### Instructions to follow
The lines to extract start at the one containing "Locate every instance of the white window" and end with the last line; give them exactly and nothing more.

'''

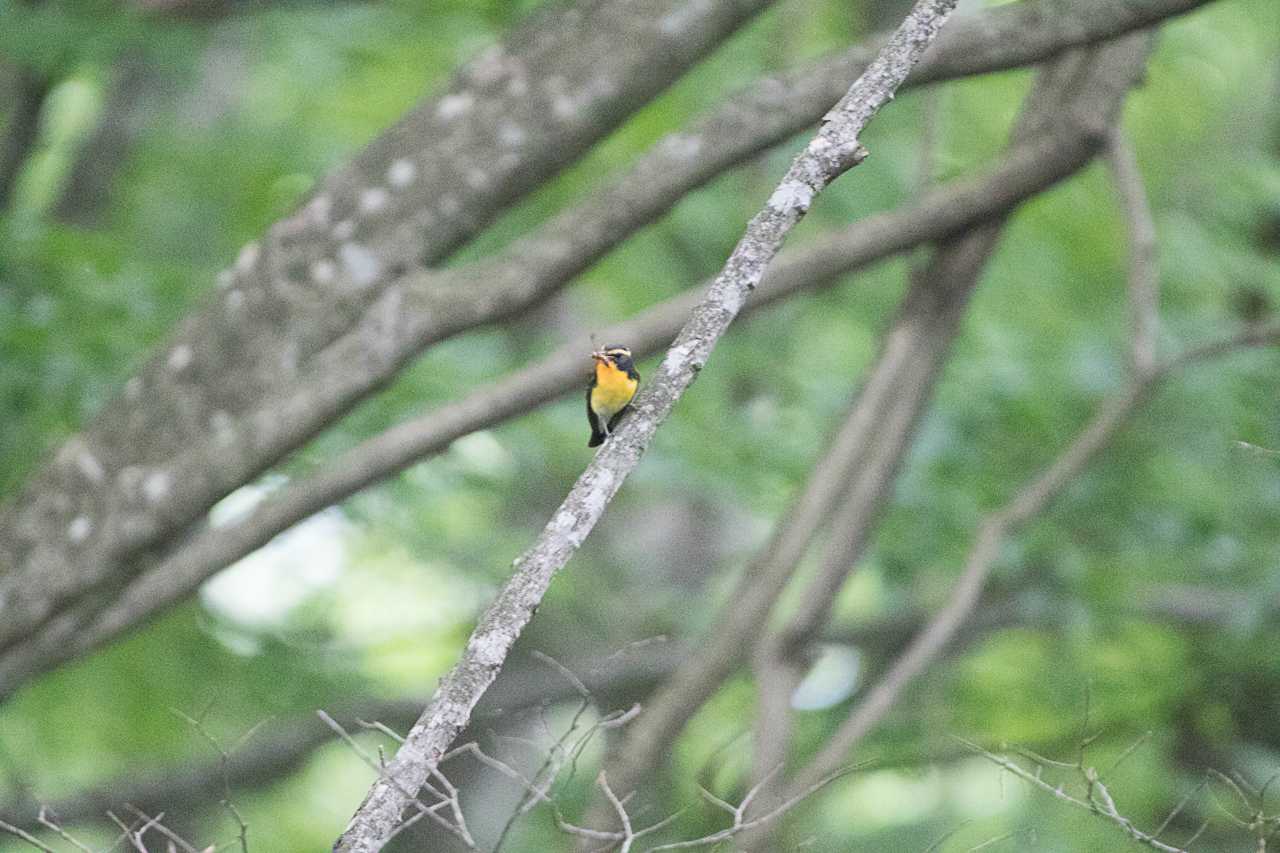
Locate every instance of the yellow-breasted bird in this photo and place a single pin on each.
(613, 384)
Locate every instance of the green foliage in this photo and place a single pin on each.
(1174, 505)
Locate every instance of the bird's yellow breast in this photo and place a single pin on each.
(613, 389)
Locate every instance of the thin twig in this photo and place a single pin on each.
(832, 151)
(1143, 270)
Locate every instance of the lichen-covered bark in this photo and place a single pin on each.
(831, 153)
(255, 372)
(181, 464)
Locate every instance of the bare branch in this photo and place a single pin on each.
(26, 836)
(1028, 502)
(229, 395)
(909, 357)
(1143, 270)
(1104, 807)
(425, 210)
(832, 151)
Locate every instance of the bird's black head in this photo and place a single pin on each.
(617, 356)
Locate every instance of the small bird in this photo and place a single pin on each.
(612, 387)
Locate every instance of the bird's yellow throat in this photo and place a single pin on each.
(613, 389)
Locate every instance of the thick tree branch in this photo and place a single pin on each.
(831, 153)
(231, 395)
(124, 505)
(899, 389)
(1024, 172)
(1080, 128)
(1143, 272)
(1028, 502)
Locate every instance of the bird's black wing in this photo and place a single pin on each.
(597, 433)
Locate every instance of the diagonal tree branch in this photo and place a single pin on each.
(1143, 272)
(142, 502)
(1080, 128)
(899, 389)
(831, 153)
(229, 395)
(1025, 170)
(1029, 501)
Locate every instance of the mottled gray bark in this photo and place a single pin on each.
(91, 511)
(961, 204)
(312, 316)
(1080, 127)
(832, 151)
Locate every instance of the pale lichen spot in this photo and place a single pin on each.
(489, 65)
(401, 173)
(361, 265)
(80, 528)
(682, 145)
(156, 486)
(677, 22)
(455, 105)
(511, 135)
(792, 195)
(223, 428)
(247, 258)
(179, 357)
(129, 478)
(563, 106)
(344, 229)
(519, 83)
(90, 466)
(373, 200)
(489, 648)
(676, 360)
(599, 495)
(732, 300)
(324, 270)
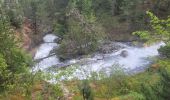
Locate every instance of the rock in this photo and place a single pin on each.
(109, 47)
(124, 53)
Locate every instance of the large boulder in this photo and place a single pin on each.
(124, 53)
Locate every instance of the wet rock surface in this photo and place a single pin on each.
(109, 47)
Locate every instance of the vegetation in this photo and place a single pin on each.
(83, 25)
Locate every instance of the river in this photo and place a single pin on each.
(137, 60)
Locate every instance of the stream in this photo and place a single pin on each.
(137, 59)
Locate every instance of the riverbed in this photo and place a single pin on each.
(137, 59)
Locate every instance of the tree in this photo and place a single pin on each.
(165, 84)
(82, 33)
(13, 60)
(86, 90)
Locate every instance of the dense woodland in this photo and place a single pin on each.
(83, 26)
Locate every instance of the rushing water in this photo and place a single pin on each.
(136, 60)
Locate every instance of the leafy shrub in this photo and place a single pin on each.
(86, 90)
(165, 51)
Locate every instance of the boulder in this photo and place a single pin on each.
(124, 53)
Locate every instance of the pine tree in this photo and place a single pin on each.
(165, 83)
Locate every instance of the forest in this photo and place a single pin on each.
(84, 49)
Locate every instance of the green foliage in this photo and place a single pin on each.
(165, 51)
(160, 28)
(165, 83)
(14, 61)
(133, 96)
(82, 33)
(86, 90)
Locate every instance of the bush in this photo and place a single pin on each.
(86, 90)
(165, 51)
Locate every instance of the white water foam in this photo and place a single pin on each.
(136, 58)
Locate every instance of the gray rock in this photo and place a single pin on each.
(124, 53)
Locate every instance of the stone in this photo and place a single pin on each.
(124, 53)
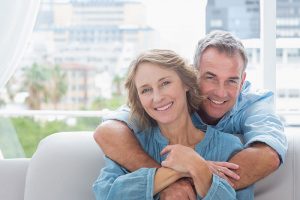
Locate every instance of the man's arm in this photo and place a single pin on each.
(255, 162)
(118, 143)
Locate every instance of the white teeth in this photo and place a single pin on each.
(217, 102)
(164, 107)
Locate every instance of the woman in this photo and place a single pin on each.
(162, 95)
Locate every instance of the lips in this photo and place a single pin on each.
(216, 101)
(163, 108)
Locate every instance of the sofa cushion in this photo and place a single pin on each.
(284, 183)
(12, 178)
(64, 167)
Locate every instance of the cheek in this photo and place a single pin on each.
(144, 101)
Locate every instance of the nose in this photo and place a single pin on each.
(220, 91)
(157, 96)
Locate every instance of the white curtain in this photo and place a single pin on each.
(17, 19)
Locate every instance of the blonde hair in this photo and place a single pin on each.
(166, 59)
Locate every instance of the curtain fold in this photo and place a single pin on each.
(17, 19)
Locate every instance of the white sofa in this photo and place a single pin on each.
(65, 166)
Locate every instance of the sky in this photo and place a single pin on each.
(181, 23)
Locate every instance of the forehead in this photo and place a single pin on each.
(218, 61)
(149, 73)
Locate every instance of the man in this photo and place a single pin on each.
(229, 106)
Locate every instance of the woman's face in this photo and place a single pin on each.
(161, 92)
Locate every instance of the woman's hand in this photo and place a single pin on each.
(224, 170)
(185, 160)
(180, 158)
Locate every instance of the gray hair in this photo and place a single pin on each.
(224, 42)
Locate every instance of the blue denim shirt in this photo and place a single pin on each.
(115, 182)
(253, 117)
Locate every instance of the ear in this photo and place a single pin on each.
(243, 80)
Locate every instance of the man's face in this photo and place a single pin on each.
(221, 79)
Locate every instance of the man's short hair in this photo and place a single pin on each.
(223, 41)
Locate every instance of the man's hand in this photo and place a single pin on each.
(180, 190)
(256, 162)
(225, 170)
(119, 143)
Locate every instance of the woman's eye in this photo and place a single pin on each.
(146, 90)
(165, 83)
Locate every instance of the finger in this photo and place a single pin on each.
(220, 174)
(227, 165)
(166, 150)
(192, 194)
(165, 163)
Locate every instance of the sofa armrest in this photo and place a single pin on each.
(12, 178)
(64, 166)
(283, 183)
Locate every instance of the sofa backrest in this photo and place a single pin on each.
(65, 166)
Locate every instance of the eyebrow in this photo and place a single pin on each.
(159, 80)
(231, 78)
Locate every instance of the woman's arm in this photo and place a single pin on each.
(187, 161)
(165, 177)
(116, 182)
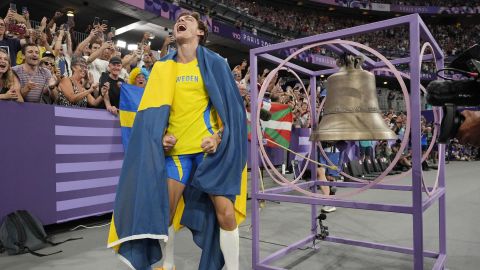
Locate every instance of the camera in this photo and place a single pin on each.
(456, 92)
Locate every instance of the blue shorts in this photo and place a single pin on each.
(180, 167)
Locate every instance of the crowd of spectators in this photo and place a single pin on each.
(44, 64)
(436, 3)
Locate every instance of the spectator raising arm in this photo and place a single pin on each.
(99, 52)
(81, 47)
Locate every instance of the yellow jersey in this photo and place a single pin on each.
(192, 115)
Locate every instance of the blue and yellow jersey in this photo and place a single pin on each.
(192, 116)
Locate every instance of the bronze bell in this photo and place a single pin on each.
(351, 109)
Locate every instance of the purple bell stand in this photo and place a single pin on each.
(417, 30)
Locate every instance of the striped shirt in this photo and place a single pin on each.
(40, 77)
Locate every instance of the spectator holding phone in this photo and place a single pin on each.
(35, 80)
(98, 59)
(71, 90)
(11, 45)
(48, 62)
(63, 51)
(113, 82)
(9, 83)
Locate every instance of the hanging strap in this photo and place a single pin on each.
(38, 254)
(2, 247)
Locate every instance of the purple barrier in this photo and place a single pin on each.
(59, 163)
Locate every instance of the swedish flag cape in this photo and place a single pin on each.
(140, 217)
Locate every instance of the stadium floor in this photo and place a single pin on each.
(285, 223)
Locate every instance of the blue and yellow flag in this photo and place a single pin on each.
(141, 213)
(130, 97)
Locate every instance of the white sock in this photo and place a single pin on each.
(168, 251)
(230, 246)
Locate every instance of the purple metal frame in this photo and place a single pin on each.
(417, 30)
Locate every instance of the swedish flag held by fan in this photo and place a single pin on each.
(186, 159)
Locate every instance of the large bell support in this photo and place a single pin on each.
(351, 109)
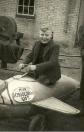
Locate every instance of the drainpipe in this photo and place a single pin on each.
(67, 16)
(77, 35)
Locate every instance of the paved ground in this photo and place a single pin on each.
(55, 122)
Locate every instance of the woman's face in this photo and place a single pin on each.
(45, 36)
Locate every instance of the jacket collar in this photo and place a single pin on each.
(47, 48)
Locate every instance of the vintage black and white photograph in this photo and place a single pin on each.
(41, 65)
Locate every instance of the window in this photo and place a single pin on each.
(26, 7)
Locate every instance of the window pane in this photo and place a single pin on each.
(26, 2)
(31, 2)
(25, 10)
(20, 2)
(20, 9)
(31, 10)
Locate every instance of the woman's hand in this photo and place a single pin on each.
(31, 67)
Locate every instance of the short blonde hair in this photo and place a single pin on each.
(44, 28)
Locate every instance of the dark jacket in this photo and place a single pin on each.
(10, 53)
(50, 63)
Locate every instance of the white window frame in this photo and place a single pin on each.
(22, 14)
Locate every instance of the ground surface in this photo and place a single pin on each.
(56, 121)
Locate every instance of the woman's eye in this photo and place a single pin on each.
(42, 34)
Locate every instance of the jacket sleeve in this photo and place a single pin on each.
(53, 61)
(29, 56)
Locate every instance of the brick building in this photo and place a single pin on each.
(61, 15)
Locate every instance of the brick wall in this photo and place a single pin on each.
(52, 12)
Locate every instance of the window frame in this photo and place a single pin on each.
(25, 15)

'''

### Solution for this problem
Locate every instance of the white window frame in this photo and place a single pin on each.
(22, 14)
Locate every instance of the ground surface in this photo and place a single pin on each.
(56, 121)
Locate every instance of the woman's eye in this photo and place a single pin on each.
(42, 34)
Locate every instance of the jacket sleeve in this photo and place a single pin on each.
(53, 61)
(29, 56)
Locate every instance of the brick building in this photo and place a single pin on each.
(61, 15)
Locate every instance of the brick wall in this photo and place a single pin on each.
(52, 12)
Locate every instance of the window frame in this photo and place a single pin on each.
(25, 15)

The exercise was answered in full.